*** Excerpt ***
How Real Life Experiences Build Real World Skills

Andrew Vait
Fons Amplify
Published in
5 min readJul 14, 2017

I’m sure there are a host of reasons that might accurately explain the phenomenon of the “millennial side hustle”. As a millennial, I was raised, like most millennials, without the irritating notion that my greatest ambitions to pursue a career in Shopping Mall Architecture (3rd grade), Horror Movie Director (4th grade), Science Fiction Writer (5th grade), and finally, musician (6th grade — today) would be anything but a finger-tips’ pluck from the vine of destiny. As it stands, I use every ambition I ever imagined every day in my pursuits as a musician, business owner, educator, and would-be-horror-movie-director, because my real life experiences inform my real world skills.

The way I was trained in music and the way I was raised in life make it a natural step to infuse my business (private music lessons) with practical skills. These skills are meant to transcend the practice room and, if the Gods of discovery smile upon us, transcend beyond the very pursuit of music.

I’ve never reprimanded a student for taking the same shortcuts that I use in my everyday life. To me, it’s not a natural step. And so I am left with one option: teaching real world skills.

I pay my bills by performing, writing, and teaching music. You might call it a blessing; I call it obstinate. Today, at a music camp at Cornish College, I recounted my personal entry into a career in music: “I decided early on I would play music, and that was that.”
*** Dataset extract ***
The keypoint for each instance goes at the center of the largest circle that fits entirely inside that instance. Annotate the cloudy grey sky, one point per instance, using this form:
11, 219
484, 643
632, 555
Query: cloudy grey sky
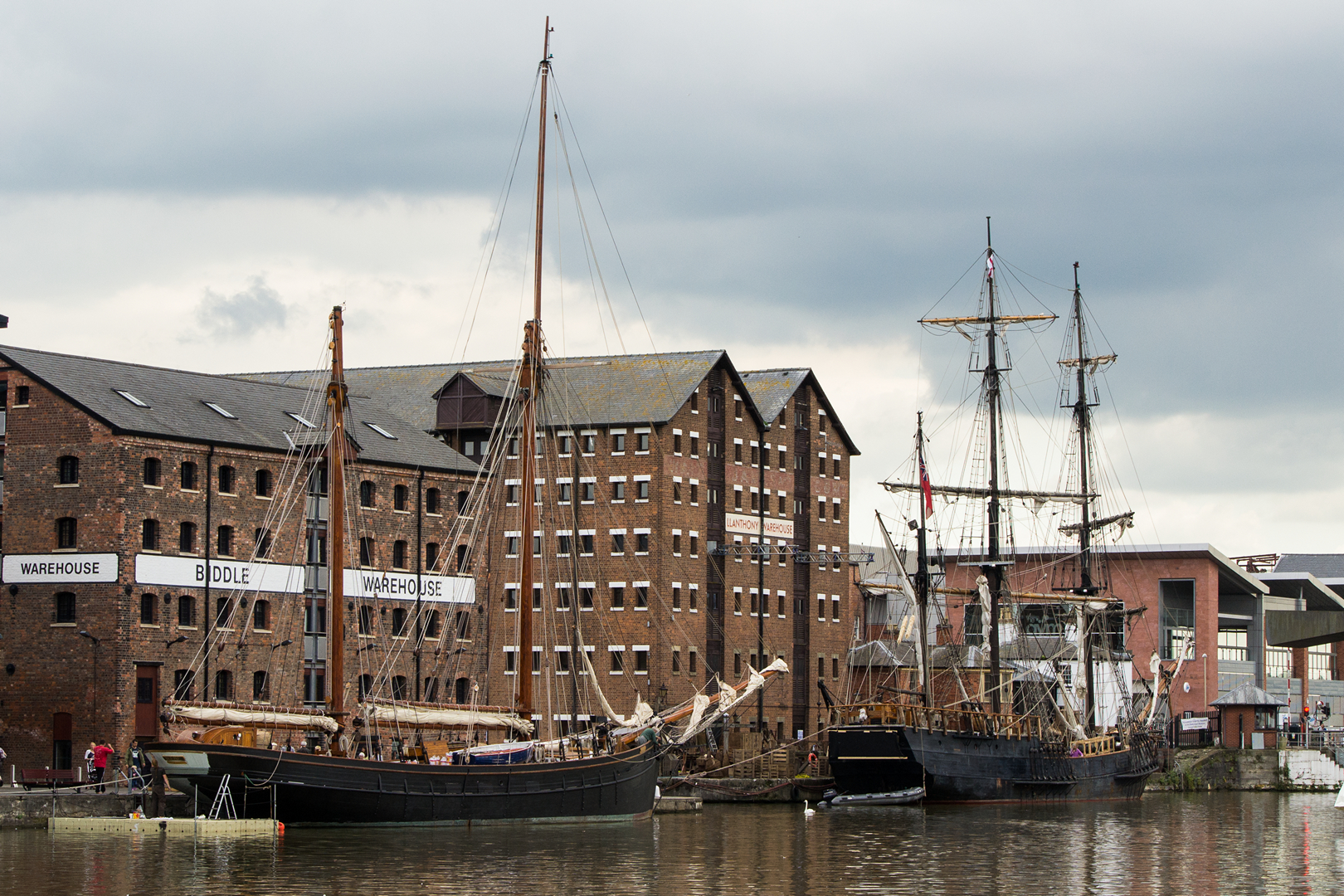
195, 184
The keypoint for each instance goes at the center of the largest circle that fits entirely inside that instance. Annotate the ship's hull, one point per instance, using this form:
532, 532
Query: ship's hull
969, 767
329, 790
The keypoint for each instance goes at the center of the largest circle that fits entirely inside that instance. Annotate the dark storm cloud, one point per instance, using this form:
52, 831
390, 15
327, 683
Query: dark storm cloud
240, 316
838, 163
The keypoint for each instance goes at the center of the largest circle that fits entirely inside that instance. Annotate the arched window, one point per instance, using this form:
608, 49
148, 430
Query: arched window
223, 685
149, 535
66, 533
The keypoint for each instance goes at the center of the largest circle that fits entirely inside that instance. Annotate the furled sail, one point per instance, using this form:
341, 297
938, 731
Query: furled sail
429, 718
251, 716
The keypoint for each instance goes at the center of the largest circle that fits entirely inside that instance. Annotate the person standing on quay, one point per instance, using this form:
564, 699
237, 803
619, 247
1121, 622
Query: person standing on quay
100, 766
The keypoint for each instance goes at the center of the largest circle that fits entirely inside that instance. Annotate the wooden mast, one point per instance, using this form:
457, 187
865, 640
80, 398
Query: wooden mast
993, 568
530, 384
336, 401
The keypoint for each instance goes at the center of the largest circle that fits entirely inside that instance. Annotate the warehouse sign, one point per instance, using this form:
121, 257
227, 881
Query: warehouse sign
441, 589
60, 567
743, 524
227, 575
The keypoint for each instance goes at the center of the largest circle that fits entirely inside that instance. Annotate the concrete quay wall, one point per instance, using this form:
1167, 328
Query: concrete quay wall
32, 809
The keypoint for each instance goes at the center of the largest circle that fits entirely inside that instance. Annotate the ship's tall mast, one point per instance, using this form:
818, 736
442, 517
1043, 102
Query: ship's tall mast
923, 570
336, 401
530, 384
1082, 418
993, 398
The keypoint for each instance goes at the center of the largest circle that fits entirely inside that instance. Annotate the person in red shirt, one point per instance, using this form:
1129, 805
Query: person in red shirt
100, 766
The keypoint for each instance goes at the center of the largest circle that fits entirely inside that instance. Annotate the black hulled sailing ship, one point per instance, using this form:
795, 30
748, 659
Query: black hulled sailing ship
606, 772
1020, 737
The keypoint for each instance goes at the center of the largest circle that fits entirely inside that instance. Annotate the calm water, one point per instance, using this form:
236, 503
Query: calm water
1164, 844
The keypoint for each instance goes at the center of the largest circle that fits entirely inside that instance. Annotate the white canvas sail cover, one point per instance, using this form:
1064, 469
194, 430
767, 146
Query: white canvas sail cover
446, 718
249, 716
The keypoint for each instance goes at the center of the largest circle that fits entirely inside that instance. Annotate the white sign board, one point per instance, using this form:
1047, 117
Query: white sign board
442, 589
743, 524
229, 575
60, 567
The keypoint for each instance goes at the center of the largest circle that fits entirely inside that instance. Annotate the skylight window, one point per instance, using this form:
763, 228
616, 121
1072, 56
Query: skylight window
130, 398
219, 410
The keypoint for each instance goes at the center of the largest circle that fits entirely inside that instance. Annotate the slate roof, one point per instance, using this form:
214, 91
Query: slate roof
261, 410
1322, 566
1248, 694
600, 390
772, 388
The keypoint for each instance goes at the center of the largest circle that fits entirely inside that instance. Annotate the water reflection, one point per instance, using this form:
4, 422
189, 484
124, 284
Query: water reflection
1164, 844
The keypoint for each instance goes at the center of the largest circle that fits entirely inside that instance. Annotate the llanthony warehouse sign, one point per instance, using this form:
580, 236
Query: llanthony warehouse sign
60, 567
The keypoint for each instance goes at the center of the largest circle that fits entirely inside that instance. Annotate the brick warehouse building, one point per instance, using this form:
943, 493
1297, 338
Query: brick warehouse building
650, 483
691, 465
119, 483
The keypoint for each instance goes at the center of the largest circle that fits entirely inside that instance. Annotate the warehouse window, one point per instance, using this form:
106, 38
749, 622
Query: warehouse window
261, 616
65, 607
149, 535
66, 533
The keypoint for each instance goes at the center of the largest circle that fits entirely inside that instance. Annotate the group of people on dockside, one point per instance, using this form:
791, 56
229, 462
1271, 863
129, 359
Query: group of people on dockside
136, 763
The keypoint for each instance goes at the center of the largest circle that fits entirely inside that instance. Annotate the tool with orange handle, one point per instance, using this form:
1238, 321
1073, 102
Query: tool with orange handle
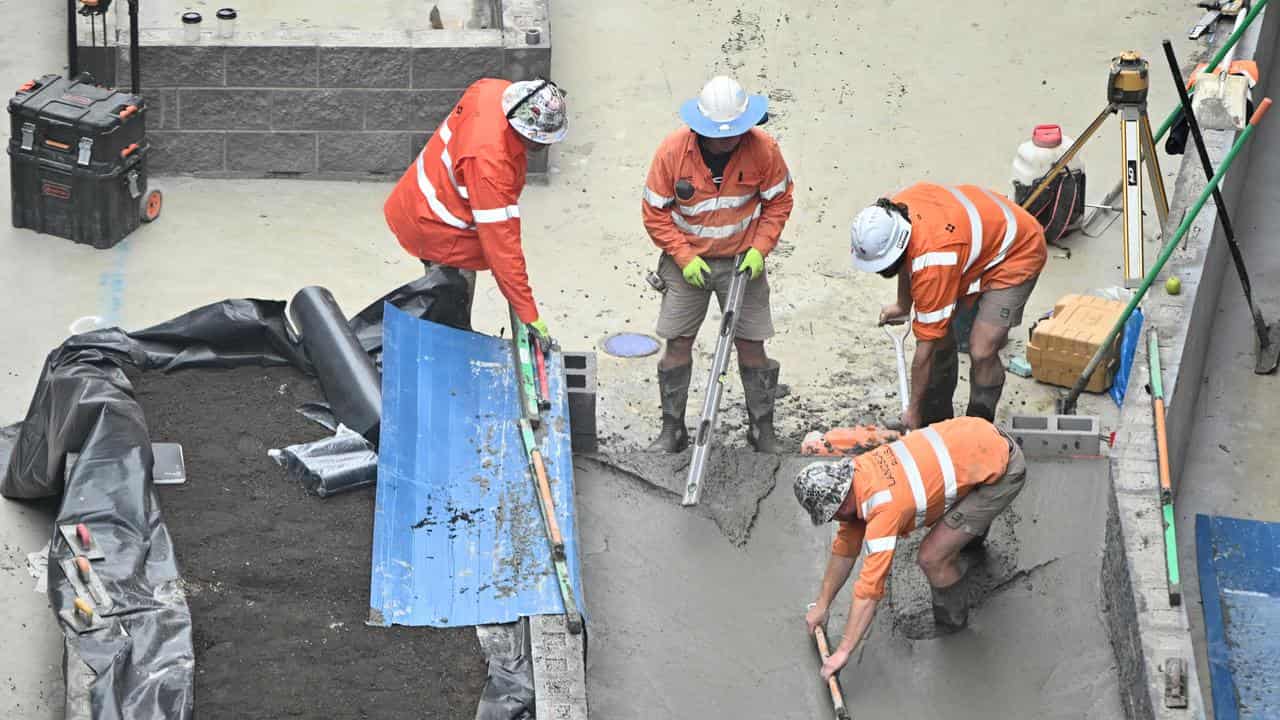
837, 696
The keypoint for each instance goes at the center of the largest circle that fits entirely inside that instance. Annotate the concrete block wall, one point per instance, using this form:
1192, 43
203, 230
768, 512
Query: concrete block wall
1146, 630
343, 112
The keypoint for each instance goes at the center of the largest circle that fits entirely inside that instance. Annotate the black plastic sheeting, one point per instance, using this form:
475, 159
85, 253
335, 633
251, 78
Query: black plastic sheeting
141, 665
330, 465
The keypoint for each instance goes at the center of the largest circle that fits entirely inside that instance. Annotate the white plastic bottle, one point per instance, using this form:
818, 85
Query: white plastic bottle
1038, 154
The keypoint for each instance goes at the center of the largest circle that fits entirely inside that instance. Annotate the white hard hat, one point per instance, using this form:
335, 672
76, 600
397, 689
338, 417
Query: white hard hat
878, 237
535, 109
723, 109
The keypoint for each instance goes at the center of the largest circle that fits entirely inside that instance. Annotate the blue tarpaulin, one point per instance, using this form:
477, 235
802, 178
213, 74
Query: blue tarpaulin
1239, 578
458, 536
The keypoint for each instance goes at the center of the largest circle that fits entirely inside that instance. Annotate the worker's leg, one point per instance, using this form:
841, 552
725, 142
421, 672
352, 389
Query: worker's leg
684, 308
999, 310
758, 372
455, 294
969, 519
941, 388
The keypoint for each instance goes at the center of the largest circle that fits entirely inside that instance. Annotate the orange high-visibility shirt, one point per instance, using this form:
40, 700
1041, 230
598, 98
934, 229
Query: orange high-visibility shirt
965, 240
458, 203
910, 484
749, 209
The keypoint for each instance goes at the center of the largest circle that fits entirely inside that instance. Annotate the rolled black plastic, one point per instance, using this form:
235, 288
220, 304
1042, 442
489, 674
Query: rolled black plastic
347, 373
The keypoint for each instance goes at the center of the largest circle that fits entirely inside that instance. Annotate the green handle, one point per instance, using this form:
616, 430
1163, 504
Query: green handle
1217, 58
1069, 401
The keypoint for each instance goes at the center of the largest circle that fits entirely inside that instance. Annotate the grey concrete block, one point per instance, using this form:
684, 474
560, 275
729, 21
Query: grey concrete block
1056, 436
224, 109
455, 67
526, 63
173, 65
365, 67
272, 153
376, 153
318, 109
408, 109
273, 67
177, 153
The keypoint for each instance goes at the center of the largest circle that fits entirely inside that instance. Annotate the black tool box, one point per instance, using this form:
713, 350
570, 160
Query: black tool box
77, 156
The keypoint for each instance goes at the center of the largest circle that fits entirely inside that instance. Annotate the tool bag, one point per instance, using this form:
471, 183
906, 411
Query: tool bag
1060, 209
77, 159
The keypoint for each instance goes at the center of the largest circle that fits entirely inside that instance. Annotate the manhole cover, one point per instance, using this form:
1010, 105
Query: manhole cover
630, 345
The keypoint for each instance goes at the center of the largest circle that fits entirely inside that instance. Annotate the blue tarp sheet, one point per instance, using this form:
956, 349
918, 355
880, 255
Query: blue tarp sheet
458, 536
1239, 578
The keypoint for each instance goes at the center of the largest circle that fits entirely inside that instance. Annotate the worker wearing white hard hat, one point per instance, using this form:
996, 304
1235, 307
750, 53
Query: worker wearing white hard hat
457, 206
958, 253
716, 190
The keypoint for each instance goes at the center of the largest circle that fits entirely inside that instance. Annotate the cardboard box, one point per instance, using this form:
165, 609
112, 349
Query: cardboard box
1063, 345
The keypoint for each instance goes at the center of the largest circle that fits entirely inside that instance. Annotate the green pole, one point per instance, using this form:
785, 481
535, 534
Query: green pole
1217, 58
1074, 393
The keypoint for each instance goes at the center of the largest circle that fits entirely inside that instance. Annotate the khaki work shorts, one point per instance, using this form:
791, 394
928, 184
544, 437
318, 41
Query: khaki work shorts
1004, 306
976, 511
684, 306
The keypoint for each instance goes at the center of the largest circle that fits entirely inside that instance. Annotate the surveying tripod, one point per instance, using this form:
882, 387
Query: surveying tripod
1127, 95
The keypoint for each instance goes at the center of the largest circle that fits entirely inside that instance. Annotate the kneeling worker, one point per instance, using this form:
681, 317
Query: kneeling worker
457, 205
961, 472
954, 250
717, 188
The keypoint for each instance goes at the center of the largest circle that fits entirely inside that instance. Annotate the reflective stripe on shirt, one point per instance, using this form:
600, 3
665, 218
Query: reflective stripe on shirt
914, 479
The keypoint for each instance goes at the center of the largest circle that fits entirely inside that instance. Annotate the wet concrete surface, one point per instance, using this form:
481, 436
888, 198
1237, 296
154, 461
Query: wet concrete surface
688, 625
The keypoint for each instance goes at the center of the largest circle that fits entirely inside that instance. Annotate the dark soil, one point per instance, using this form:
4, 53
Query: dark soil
278, 579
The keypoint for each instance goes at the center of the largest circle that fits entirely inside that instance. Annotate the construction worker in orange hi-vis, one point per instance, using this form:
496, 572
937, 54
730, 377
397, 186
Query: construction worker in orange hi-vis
***
Stated problem 1:
Answer these questions using the article on real life experiences and real world skills.
(a) What career did the writer want to pursue in 5th grade?
(b) What is the writer's business?
(c) Where was the music camp the writer spoke at?
Stated problem 2: From the article on real life experiences and real world skills, output the passage from "Andrew Vait" up to and including "my real world skills.".

Expected answer 1:
(a) Science Fiction Writer
(b) Private music lessons
(c) Cornish College

Expected answer 2:
Andrew Vait
Fons Amplify
Published in
5 min readJul 14, 2017

I’m sure there are a host of reasons that might accurately explain the phenomenon of the “millennial side hustle”. As a millennial, I was raised, like most millennials, without the irritating notion that my greatest ambitions to pursue a career in Shopping Mall Architecture (3rd grade), Horror Movie Director (4th grade), Science Fiction Writer (5th grade), and finally, musician (6th grade — today) would be anything but a finger-tips’ pluck from the vine of destiny. As it stands, I use every ambition I ever imagined every day in my pursuits as a musician, business owner, educator, and would-be-horror-movie-director, because my real life experiences inform my real world skills.